## Problem requirements
Rewrite these items with "white column" changed to "stone pillar" and everything else left as it is. Don't include the pictures in your answer.

## Task inputs
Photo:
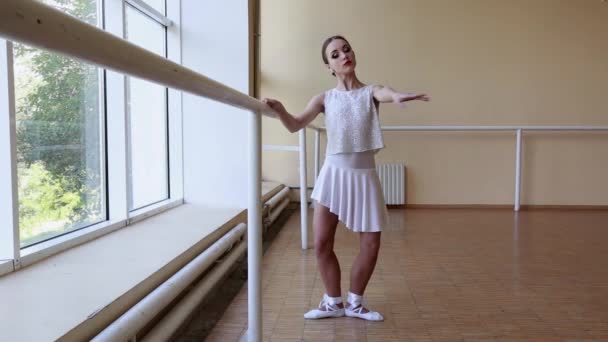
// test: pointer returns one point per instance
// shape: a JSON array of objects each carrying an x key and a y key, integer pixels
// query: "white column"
[
  {"x": 518, "y": 170},
  {"x": 9, "y": 202},
  {"x": 317, "y": 153},
  {"x": 254, "y": 231},
  {"x": 303, "y": 190}
]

## Solution
Photo:
// test: pointer returns one point per instance
// shape: a JSON array of objects each carrying an x key and a y key, integer pixels
// query: "stone pillar"
[
  {"x": 518, "y": 170},
  {"x": 9, "y": 202},
  {"x": 317, "y": 153},
  {"x": 254, "y": 231},
  {"x": 303, "y": 190}
]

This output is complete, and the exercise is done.